■ Exercise task:
Find every line in the records below that contains the string "snow", matching case exactly, and copy each such line in full.

— start Information supplied —

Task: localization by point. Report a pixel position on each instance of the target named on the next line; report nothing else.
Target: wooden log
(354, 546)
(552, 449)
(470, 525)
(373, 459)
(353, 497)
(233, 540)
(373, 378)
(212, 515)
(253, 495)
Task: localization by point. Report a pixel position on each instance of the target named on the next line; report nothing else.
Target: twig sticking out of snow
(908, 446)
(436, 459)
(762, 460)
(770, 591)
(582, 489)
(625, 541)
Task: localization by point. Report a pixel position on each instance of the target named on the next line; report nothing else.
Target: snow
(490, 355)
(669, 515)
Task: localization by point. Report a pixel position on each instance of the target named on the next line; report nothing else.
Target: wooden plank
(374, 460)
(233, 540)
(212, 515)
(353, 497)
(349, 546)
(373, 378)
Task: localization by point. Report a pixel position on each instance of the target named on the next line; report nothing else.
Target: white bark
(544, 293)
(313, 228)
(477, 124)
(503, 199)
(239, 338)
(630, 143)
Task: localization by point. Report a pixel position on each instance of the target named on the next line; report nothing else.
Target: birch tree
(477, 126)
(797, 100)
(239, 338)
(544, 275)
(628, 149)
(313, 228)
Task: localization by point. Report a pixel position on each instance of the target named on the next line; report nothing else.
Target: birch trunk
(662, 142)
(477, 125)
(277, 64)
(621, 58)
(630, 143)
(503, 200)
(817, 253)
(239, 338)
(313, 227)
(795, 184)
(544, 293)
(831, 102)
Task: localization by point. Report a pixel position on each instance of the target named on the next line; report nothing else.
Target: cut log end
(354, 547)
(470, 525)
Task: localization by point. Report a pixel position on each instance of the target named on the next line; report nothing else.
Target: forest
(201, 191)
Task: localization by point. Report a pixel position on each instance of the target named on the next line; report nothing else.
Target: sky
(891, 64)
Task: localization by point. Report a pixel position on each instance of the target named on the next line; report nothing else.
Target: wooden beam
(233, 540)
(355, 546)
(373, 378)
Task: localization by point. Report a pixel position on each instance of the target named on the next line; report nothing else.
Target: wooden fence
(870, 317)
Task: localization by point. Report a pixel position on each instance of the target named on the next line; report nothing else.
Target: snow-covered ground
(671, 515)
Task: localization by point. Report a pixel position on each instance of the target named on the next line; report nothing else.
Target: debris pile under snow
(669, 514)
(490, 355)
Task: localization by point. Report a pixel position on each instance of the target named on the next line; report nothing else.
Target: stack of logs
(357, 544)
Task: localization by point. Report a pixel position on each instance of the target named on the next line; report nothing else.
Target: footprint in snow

— end Information supplied —

■ Task answer:
Target: twig sticking out of snow
Target: snow
Target: snow-covered ground
Target: debris pile under snow
Target: footprint in snow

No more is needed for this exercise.